### [TASK DIRECTIONS]
Reproduce every item below verbatim, keeping each line and the original order unchanged.
____
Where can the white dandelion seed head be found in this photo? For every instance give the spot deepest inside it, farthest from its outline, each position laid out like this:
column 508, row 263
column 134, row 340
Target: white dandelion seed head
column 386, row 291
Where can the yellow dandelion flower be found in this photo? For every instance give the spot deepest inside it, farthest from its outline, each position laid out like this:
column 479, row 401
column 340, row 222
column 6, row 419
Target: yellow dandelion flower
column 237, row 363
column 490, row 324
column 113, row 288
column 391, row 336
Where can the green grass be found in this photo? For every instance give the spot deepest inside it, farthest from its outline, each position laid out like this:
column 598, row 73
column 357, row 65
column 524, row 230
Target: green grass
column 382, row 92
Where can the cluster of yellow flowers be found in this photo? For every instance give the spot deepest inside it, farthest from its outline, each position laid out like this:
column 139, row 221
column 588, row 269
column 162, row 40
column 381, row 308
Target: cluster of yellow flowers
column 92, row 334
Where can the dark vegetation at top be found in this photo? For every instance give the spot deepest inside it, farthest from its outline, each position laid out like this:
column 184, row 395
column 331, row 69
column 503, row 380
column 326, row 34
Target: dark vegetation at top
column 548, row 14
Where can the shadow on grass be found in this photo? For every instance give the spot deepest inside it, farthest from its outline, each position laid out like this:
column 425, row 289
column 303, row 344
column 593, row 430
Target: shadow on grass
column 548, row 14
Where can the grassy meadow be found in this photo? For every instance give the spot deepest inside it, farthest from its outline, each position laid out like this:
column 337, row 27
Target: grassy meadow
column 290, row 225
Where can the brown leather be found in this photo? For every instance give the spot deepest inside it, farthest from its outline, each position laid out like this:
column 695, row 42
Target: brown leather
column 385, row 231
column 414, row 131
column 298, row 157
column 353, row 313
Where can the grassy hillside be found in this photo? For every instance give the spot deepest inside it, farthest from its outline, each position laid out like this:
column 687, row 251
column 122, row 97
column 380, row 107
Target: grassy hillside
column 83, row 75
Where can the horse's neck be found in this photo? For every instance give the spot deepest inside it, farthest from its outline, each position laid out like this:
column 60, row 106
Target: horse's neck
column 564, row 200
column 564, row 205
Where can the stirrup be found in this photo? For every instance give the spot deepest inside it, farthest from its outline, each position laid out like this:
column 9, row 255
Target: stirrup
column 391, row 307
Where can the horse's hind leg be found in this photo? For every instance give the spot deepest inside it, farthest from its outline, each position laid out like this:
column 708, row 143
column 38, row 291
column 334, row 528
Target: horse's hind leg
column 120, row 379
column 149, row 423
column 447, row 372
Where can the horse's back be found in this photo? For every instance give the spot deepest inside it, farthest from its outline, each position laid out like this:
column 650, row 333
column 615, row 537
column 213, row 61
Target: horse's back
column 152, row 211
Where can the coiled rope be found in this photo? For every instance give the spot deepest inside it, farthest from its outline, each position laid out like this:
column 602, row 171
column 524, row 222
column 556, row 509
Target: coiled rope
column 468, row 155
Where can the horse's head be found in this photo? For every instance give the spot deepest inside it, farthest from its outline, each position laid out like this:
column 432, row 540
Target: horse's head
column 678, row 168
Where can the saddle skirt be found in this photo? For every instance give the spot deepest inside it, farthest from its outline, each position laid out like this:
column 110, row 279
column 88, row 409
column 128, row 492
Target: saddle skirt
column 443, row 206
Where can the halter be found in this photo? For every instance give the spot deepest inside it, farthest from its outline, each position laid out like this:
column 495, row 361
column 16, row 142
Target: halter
____
### [WRITTEN REPLY]
Where can the white dandelion seed head be found in this photo? For every instance give the spot deepest inside it, farthest from its outline, each position laid out like this:
column 508, row 263
column 134, row 340
Target: white dandelion seed head
column 386, row 291
Where can the yellow dandelion flower be found in this photo? For every instance give the spot deepest inside it, farthest from its outline, each position laid out like this:
column 479, row 401
column 340, row 222
column 6, row 419
Target: yellow dandelion flower
column 237, row 363
column 490, row 324
column 113, row 288
column 391, row 336
Where can the green grass be found in this photo? For every instance give the spot deepest inside it, farthest from its outline, each position laid out like this:
column 598, row 73
column 357, row 65
column 524, row 230
Target: green grass
column 382, row 92
Where can the cluster of yellow flowers be found in this photo? For every instance give the spot deepest inside it, farthest from its outline, each position laid out like this:
column 139, row 221
column 588, row 269
column 162, row 40
column 381, row 308
Target: cluster of yellow flowers
column 92, row 334
Where can the dark vegetation at top be found in this photo? For every instance give the spot deepest inside it, farthest from its outline, each position laid out like this:
column 184, row 395
column 331, row 69
column 503, row 380
column 326, row 34
Target: dark vegetation at top
column 548, row 14
Where can the shadow on grass be found in this photo? For every instance give the spot deepest inside it, farthest from its outline, each position laid out like this:
column 425, row 289
column 303, row 344
column 593, row 430
Target: shadow on grass
column 548, row 14
Where can the grassy meadow be found in this photo? For every instance give the spot deepest inside it, farthest from its outline, each position laid out like this:
column 337, row 27
Target: grassy meadow
column 290, row 225
Where can the brown leather be found in this photo? For every instance give the spot deepest inside it, farthest from its outline, each position laid out like this:
column 695, row 42
Target: brown leather
column 385, row 231
column 414, row 131
column 298, row 157
column 353, row 313
Where can the grassy hillside be found in this photo? For every instance give the spot deepest inside it, farthest from its outline, each position laid out like this:
column 687, row 251
column 122, row 97
column 380, row 107
Target: grassy hillside
column 83, row 75
Where can the horse's neck be found in this photo? For every instance give the spot deepest inside it, farthest from its outline, each position laid out like this:
column 60, row 106
Target: horse's neck
column 564, row 200
column 564, row 205
Where can the stirrup be found in this photo? For every instance give the spot deepest inside it, farthest from its outline, each position laid out like this:
column 9, row 255
Target: stirrup
column 391, row 307
Where can the horse's hind leg be found in this photo? For every instance give the spot deepest inside it, farthest from its outline, each position laid out like this:
column 708, row 143
column 38, row 291
column 334, row 528
Target: horse's hind leg
column 120, row 379
column 149, row 423
column 447, row 372
Where can the horse's back be found in this photo? For every instance give the spot deepest inside it, farthest from its outline, each position laid out like this:
column 650, row 333
column 615, row 537
column 213, row 61
Target: horse's back
column 152, row 211
Where can the coiled rope be found in this photo? For every instance give the spot deepest inside it, farthest from its outline, each position laid out like this:
column 602, row 171
column 524, row 222
column 556, row 509
Target: coiled rope
column 468, row 155
Where can the horse's head be found in this photo? For every instance give the spot deepest inside it, farthest from its outline, each position laid out like this:
column 432, row 540
Target: horse's head
column 678, row 168
Where can the saddle skirt be found in this photo? For every instance give the spot deepest inside it, farthest from its outline, each position laid out like this:
column 110, row 279
column 88, row 409
column 128, row 492
Target: saddle skirt
column 443, row 206
Where can the halter be found in this photo? For every instance give the spot deepest inside it, farthest from its outline, each position laid out like this:
column 495, row 361
column 16, row 142
Target: halter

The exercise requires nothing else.